## Items stored from a collection
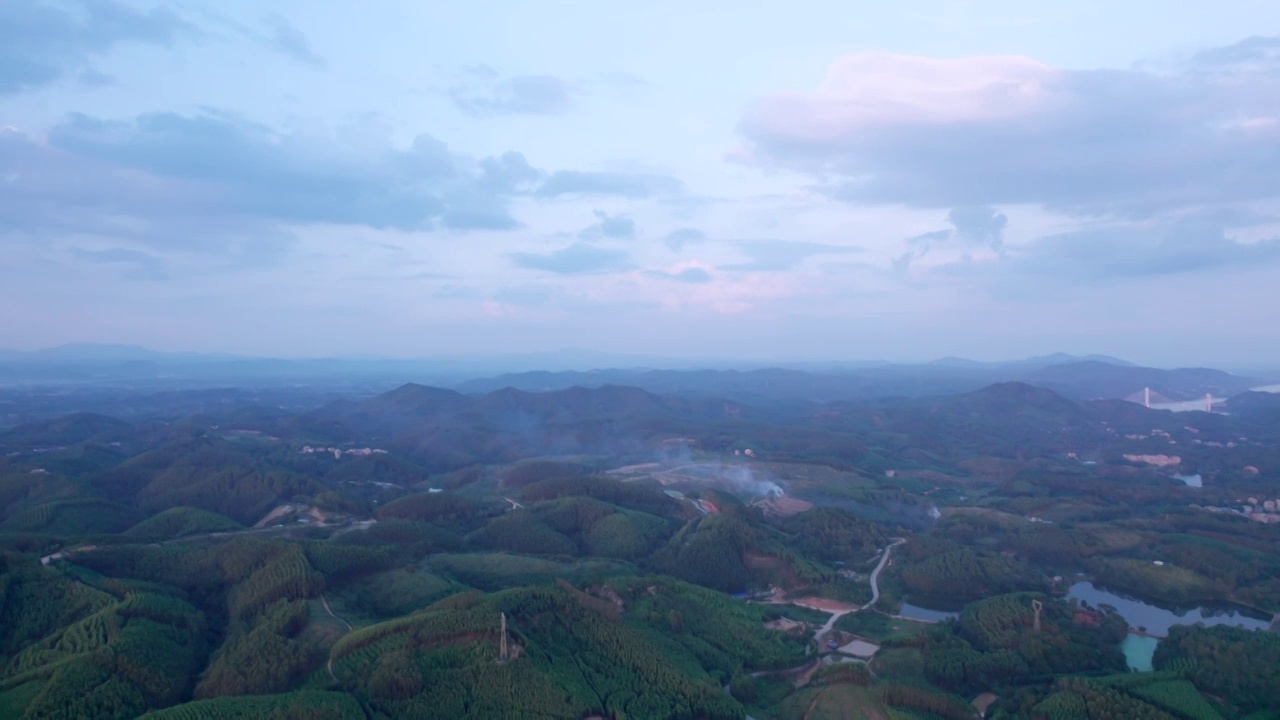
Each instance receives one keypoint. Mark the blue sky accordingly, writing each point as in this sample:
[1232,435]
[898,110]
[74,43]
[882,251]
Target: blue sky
[803,180]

## Task brief
Please copy the lines of the items above word for word, leaving out the pictures.

## Task response
Each instance receives one keypoint. Mark the blue sky accordingly, writing each point as in this sample:
[1232,435]
[898,110]
[74,43]
[882,251]
Target: blue sky
[803,180]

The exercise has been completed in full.